#### Görev Listesi
1. General sayısı üzerine yazıda "16 Ağustos 2010" ifadesinden "de yeniden düzenlenmeli.." ifadesine kadar uzanan bölümün tamamını, "ABD yönetimi" yerine "Amerikan yönetimi" koyarak düzenleyip yeniden yaz.
2. General sayısı üzerine yazıya göre aşağıdaki soruları yanıtla:
(a) ABD yönetimi general sayısını hangi gerekçeyle azaltıyor?
(b) Savaş neyle tanımlanıyor?
(c) Eskiler neyi kavramakta zorlanıyor?
3. General sayısı üzerine yazıyı, son cümlesinin ardından devam ettir.

#### Okunacak Metin

16 Ağustos 2010 Pazartesi

Bu kadar general fazla!

 
ABD yönetimi, ağır bir mali yük getirdiği için general sayısında azaltmaya gidiyormuş.. Aslında rütbelerin de yeniden düzenlenmesi gerek. Bu kadar kademe fazla.. Süreç de yeniden düzenlenmeli..
Savaş, risk yönetimidir.. Onun için düşünce ve eylem kabiliyeti ve hızı son derece önemli. Elbette tecrübe de önemli ama, 60-70 yıllık dönemde her şey o kadar çok değişiyor ki, o tecrübelerin büyük bir kısmı sadece bir hatıra olarak değer taşıyor. Eskiler, yenilikleri kavramakta zorlanıyorlar. Bu da tecrübe birikimine değil, aynı kadroların ayak bağı olmasına sebeb oluyor..

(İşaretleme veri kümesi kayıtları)

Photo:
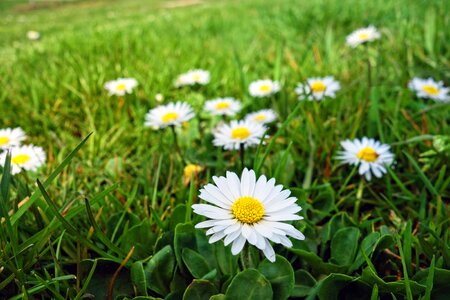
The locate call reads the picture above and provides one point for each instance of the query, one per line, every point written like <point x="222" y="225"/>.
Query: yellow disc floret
<point x="318" y="87"/>
<point x="429" y="89"/>
<point x="20" y="159"/>
<point x="222" y="105"/>
<point x="265" y="88"/>
<point x="240" y="133"/>
<point x="4" y="140"/>
<point x="248" y="210"/>
<point x="368" y="154"/>
<point x="121" y="87"/>
<point x="170" y="116"/>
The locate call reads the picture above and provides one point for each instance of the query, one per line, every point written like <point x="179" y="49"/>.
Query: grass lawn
<point x="112" y="215"/>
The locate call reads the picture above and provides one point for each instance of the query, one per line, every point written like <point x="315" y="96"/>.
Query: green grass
<point x="60" y="245"/>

#### Görev Çıktıları
1.
16 Ağustos 2010 Pazartesi

Bu kadar general fazla!

 
Amerikan yönetimi, ağır bir mali yük getirdiği için general sayısında azaltmaya gidiyormuş.. Aslında rütbelerin de yeniden düzenlenmesi gerek. Bu kadar kademe fazla.. Süreç de yeniden düzenlenmeli..

2.
(a) Ağır bir mali yük getirdiği için.
(b) Risk yönetimi olarak.
(c) Yenilikleri.

3.
Bu ihtiyarlar meselesi, hayatın bütün alanlarında böyle. İşte de, bürokraside de, siyasette de.. Yaşlılar gençleri cesaretlendirmiyor, gençler de yaşlıların tecrübesine, bilgi birikimine fazla saygı duymuyor.. Bakın, yeni gelen, genç hakimler, savcılar daha aklı selimle hareket ediyor, daha cesur, daha özgürlükçü kararlar verebiliyorlar.. Paşaların birçoğunun düzenli okuduklarından, kendilerini geliştirdiklerinden emin değilim.. O tumturaklı nutukların altından çıkan bilgi, hikmet ve zeka düzeyi ortada.. Okumuyorlar.. Dünyadan haberleri yok.. Kışla, orduevi, lojman..
Askerî lojmanların da büyük ölçüde tasfiyesi gerek.. Orduevlerine de bir çekidüzen vermek şart.. Ordu pazarları da kapatılmalı.. Pazarda vatandaş askeri ile, subayı ile selamlaşabilmeli.. Bir albay, yüzbaşı, teğmenle komşuluk ilişkisi kurabilmeli vatandaş.. Tamam kirasını devlet ödesin..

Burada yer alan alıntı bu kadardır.